** begin SUPPLIED DATA **

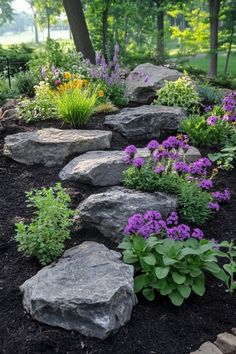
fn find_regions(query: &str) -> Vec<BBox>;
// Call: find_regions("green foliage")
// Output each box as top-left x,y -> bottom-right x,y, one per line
197,83 -> 225,105
15,71 -> 37,97
119,234 -> 229,306
123,164 -> 212,225
16,183 -> 74,265
18,81 -> 56,123
154,75 -> 200,113
220,240 -> 236,293
180,115 -> 229,146
55,88 -> 97,127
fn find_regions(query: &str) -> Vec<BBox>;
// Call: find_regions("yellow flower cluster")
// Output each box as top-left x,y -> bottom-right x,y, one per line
57,79 -> 88,93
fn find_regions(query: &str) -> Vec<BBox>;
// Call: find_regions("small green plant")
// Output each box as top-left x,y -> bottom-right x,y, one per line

** end SUPPLIED DATA **

= WHAT THIS TASK INVOLVES =
Recast the entries as a JSON list of strings, one string per line, from the first line of the entries through the line containing "55,88 -> 97,127", including both ends. Leave out blank lines and the pictures.

= RESPONSE FOR THIS EXERCISE =
[
  "fn find_regions(query: &str) -> Vec<BBox>;",
  "// Call: find_regions(\"green foliage\")",
  "// Output each box as top-left x,y -> bottom-right x,y, one per line",
  "197,83 -> 225,105",
  "15,71 -> 37,97",
  "119,234 -> 229,306",
  "123,164 -> 212,225",
  "16,183 -> 74,265",
  "18,81 -> 56,123",
  "154,75 -> 200,113",
  "220,240 -> 236,293",
  "180,115 -> 229,146",
  "55,88 -> 97,127"
]